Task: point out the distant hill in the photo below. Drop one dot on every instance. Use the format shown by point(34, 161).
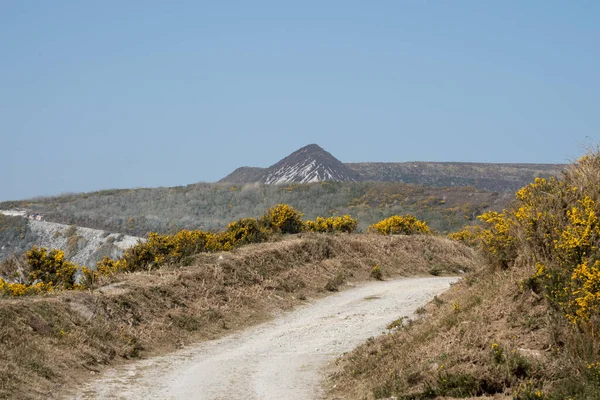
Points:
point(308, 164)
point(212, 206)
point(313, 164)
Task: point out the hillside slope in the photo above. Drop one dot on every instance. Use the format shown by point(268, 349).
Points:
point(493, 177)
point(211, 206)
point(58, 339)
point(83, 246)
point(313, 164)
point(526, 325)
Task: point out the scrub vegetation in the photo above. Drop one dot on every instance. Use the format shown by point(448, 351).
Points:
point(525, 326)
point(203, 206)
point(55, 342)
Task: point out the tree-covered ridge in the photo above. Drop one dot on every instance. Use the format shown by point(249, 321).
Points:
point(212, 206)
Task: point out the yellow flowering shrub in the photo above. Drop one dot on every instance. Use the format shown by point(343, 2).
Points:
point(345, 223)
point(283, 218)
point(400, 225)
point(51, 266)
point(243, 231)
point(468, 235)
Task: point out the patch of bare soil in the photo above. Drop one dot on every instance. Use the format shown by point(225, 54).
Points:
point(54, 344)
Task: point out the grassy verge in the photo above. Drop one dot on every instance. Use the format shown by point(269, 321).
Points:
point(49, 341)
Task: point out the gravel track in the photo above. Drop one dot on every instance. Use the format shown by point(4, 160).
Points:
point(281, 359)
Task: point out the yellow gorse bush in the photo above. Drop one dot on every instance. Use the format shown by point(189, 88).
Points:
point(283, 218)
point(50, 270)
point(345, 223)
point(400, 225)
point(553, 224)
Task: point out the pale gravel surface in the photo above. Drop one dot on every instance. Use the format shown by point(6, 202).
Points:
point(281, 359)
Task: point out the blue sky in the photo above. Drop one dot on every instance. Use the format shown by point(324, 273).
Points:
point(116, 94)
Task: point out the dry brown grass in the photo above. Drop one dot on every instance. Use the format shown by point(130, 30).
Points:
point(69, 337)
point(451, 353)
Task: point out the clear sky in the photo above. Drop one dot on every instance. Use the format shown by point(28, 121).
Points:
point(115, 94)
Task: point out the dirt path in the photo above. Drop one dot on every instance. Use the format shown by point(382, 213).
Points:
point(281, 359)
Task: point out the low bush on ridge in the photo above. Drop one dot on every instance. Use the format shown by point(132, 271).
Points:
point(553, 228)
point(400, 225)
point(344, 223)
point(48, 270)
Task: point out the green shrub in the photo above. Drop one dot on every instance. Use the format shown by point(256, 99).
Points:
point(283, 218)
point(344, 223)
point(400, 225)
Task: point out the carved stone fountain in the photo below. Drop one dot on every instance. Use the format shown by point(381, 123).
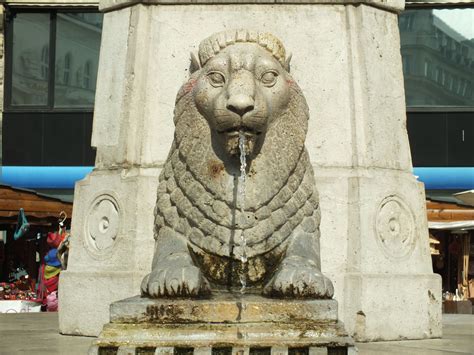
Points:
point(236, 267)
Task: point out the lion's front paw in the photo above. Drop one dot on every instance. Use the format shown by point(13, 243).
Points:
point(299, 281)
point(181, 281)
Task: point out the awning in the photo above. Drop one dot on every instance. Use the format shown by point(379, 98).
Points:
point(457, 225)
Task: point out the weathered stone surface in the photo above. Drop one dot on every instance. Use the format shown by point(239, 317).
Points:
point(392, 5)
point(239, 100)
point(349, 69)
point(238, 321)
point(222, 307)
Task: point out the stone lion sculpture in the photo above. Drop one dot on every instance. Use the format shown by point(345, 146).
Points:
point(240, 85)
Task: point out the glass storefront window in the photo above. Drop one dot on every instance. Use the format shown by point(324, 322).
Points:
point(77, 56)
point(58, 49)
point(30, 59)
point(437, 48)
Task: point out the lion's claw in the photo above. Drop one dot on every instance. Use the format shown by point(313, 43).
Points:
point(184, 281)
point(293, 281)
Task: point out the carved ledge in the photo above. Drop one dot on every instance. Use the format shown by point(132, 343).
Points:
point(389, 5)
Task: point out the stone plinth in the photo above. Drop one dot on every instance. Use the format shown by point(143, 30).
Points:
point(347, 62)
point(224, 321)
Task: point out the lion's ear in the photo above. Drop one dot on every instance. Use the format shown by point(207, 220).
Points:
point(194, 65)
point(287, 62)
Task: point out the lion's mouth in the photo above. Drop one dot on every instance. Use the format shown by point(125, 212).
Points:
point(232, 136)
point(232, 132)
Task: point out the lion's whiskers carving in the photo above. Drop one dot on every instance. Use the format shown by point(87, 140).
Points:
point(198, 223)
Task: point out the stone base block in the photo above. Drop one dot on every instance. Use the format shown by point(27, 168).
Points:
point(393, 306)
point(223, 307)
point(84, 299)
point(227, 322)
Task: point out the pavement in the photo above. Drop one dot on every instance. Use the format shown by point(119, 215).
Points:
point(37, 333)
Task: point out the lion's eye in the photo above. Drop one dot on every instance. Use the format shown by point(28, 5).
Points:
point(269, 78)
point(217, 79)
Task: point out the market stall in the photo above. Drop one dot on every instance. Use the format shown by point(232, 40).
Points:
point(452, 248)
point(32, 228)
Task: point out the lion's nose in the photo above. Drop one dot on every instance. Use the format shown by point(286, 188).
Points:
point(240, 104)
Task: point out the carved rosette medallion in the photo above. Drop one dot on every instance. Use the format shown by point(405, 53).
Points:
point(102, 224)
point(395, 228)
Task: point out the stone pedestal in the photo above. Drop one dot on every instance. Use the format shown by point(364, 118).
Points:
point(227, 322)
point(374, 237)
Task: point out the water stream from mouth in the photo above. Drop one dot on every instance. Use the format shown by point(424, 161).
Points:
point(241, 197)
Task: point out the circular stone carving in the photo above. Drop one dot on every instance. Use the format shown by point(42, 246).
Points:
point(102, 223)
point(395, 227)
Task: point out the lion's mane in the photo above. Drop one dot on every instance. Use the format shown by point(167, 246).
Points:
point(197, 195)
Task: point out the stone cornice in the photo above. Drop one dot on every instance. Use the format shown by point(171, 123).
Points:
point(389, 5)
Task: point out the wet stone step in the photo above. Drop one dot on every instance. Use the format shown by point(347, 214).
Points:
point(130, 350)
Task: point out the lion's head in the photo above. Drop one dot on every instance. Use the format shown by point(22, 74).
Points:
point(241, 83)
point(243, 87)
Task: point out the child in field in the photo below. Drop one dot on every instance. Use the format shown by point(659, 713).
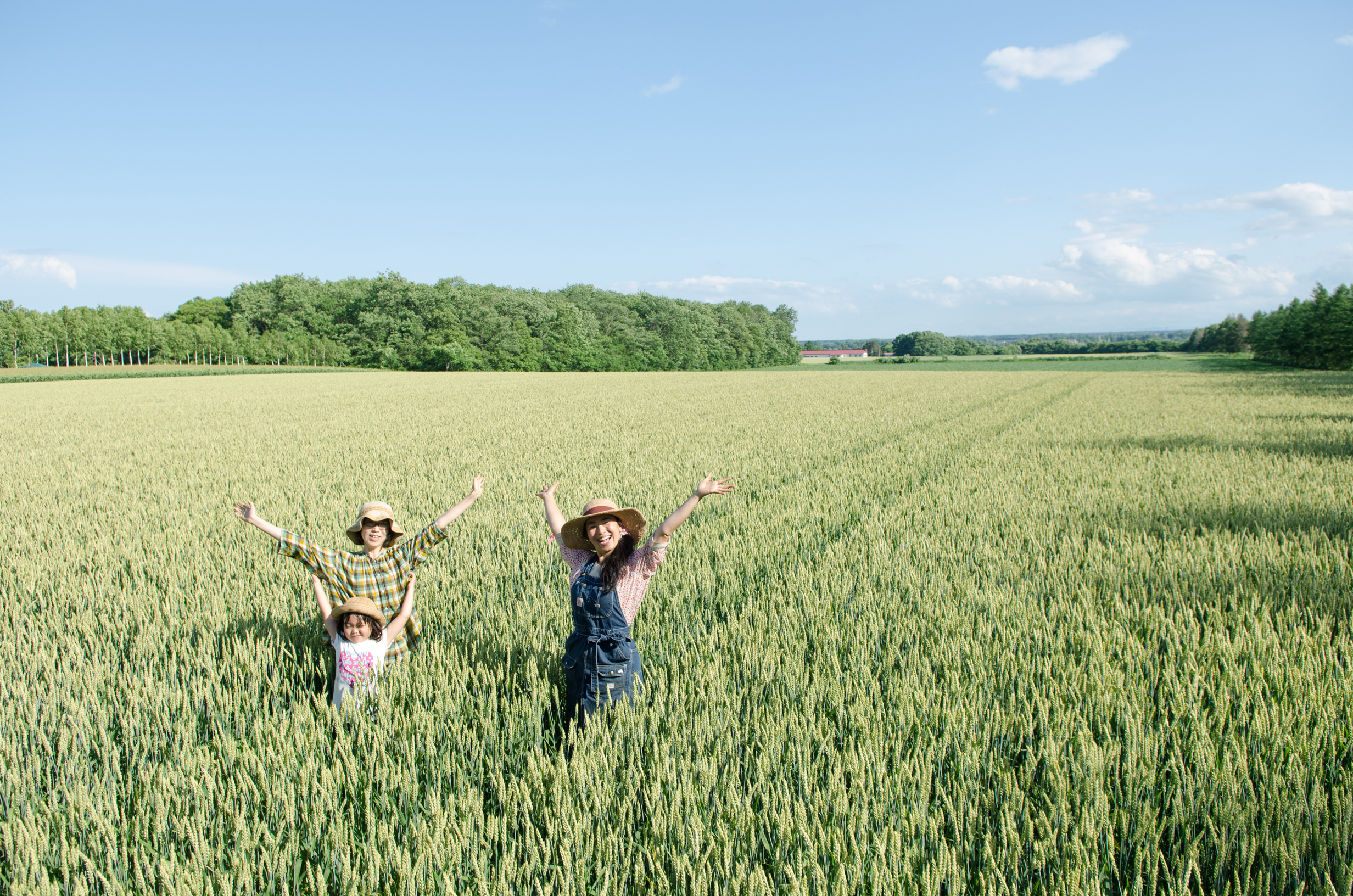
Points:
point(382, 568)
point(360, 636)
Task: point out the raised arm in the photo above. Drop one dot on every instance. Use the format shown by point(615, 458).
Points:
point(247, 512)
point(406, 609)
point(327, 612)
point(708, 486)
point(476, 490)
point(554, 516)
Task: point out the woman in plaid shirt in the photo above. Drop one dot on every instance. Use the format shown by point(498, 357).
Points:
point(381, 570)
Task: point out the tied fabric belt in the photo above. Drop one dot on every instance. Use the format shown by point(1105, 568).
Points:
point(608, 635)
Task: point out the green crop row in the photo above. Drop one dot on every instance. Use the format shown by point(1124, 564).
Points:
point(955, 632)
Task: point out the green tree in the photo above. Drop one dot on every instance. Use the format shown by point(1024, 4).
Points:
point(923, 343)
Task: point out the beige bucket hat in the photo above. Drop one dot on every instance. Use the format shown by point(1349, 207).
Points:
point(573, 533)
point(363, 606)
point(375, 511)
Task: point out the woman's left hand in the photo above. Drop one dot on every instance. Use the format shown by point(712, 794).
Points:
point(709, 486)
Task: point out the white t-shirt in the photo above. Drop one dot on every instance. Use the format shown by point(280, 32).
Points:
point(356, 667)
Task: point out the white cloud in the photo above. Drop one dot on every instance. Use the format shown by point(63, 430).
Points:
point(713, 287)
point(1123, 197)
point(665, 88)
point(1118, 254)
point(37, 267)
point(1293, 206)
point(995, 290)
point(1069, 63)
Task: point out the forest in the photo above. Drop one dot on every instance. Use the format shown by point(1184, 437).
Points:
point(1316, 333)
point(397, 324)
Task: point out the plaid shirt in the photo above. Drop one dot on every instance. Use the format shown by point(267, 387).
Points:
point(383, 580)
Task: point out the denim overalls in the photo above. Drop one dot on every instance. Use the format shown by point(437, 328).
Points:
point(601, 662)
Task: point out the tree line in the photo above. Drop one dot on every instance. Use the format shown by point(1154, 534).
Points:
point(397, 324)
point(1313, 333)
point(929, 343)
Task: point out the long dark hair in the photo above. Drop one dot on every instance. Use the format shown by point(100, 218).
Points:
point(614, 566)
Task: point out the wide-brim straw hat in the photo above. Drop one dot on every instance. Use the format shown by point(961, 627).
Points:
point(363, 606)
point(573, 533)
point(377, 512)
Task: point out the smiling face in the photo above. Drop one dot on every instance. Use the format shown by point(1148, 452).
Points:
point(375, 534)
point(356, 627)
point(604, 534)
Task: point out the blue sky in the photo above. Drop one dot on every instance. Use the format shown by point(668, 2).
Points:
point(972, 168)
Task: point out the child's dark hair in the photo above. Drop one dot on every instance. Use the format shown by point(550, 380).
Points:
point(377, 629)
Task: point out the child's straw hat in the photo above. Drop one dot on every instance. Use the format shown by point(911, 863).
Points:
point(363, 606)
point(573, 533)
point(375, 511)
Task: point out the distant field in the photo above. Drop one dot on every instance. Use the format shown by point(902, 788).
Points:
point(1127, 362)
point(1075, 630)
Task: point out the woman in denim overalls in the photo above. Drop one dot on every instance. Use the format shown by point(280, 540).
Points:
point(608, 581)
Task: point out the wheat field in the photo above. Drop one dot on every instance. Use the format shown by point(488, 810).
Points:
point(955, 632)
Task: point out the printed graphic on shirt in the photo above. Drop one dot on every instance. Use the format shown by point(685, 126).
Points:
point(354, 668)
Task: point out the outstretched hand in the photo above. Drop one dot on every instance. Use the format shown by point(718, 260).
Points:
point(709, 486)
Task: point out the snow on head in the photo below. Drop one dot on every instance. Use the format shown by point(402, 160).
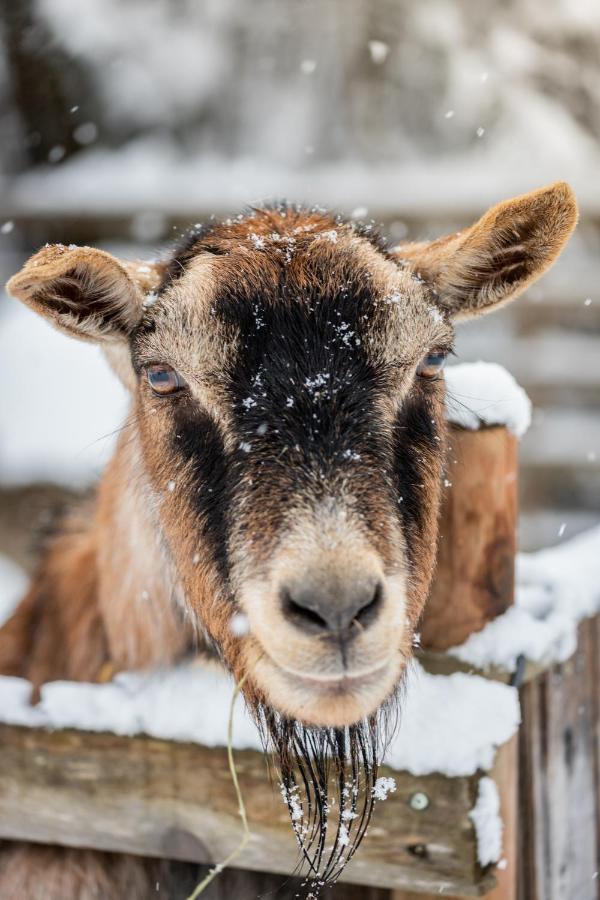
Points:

=======

**GIVEN INSTRUCTION:**
Please copy the rows again, from the line with "Task: point out the printed" to the line with "point(354, 668)", keeping the requests, but raise every coordinate in the answer points by 106.

**TASK SOLUTION:**
Task: point out the printed graphic on shirt in the photo above. Drop one dot on every instance. Use the format shown by point(685, 126).
Points:
point(460, 774)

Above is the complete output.